**Exercise prompt:**
In the data that follows, give the number of lines containing the word "notebook". Offer no additional comment.

*** Data supplied ***

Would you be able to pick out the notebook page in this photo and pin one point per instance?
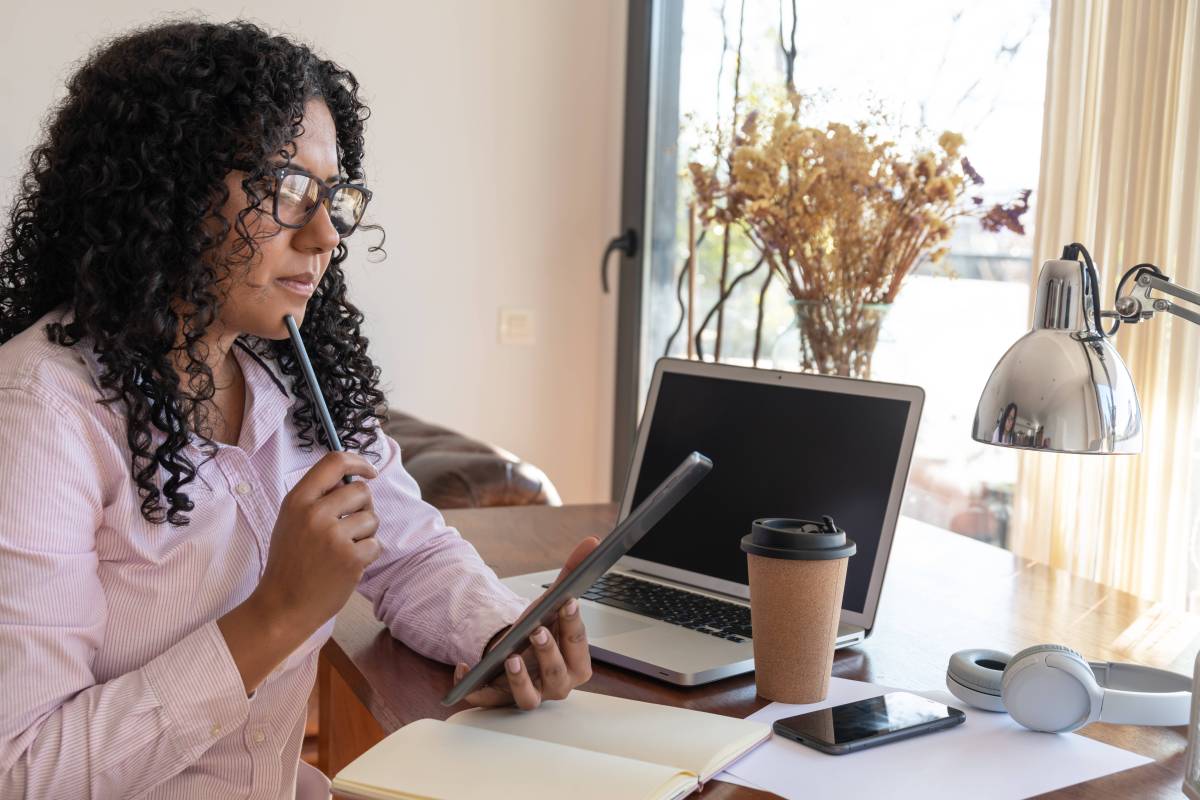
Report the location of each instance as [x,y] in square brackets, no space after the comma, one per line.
[696,741]
[430,758]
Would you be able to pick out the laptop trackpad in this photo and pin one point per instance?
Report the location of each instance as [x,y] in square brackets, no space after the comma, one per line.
[601,623]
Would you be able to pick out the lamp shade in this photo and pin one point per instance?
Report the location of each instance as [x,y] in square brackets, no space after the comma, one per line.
[1062,386]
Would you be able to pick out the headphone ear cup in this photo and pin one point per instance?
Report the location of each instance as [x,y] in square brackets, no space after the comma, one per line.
[1050,687]
[975,678]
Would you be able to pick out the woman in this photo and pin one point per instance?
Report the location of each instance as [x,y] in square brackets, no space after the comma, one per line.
[174,536]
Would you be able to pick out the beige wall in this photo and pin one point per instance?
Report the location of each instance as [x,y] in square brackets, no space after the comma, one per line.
[493,149]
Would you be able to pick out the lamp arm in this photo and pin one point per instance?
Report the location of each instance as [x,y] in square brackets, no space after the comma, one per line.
[1131,307]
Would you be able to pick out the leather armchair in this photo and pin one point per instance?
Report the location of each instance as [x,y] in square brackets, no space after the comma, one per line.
[456,471]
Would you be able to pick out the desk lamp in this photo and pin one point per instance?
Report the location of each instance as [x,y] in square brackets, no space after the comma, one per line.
[1063,388]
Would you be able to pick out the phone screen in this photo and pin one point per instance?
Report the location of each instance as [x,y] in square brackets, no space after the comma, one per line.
[875,716]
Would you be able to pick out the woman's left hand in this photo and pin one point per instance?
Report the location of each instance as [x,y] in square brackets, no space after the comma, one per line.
[556,661]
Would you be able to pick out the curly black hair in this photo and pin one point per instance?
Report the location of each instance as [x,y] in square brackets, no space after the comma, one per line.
[118,216]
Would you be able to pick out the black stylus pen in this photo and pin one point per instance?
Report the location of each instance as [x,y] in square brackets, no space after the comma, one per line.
[313,389]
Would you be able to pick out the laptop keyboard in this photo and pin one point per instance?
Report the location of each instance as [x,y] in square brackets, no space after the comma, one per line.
[725,620]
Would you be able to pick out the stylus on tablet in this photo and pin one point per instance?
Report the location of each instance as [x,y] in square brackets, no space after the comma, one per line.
[647,515]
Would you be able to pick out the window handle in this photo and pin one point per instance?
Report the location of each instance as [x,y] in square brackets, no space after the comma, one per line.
[627,244]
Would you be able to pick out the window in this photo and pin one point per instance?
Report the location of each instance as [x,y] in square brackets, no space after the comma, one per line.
[931,65]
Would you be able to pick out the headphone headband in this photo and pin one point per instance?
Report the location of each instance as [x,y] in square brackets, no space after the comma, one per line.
[1050,687]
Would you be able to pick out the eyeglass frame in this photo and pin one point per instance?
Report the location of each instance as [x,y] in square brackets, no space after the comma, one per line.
[324,192]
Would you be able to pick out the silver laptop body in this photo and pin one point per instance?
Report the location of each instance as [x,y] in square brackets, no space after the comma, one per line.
[688,656]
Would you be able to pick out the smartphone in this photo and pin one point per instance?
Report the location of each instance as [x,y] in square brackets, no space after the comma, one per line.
[867,723]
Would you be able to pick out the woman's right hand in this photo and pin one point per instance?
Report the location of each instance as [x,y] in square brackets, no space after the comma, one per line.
[322,542]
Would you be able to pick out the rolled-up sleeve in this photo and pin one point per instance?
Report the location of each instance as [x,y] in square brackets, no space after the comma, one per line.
[430,585]
[63,734]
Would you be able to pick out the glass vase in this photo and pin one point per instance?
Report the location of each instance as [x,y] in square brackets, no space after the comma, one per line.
[831,338]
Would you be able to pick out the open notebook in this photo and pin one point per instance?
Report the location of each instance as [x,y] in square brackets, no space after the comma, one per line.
[587,747]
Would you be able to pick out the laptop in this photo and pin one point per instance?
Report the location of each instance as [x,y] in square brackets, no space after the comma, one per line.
[784,444]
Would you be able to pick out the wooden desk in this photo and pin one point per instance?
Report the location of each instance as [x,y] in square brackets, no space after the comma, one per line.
[942,593]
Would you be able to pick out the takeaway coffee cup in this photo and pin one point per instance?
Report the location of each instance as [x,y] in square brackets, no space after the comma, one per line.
[797,577]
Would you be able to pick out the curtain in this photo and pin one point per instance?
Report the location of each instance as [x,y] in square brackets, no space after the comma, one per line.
[1121,174]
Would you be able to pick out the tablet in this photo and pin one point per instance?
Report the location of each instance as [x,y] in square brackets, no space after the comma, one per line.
[647,515]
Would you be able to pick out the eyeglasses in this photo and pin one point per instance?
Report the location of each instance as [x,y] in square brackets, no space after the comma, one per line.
[298,193]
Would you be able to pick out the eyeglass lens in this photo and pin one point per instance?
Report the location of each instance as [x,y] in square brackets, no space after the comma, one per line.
[299,196]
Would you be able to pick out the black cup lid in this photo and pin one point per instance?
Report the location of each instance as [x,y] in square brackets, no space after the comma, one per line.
[798,540]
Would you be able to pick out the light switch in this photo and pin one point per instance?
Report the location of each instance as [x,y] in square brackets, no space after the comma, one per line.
[516,326]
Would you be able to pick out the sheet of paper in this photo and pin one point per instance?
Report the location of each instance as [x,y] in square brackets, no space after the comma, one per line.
[988,757]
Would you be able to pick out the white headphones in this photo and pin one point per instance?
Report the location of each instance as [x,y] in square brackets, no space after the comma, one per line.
[1050,687]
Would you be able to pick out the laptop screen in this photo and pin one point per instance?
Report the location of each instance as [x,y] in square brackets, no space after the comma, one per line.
[778,451]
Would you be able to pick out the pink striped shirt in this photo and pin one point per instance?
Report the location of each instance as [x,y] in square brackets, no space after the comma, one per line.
[114,679]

*** End of Data supplied ***

**Answer for this exercise:**
2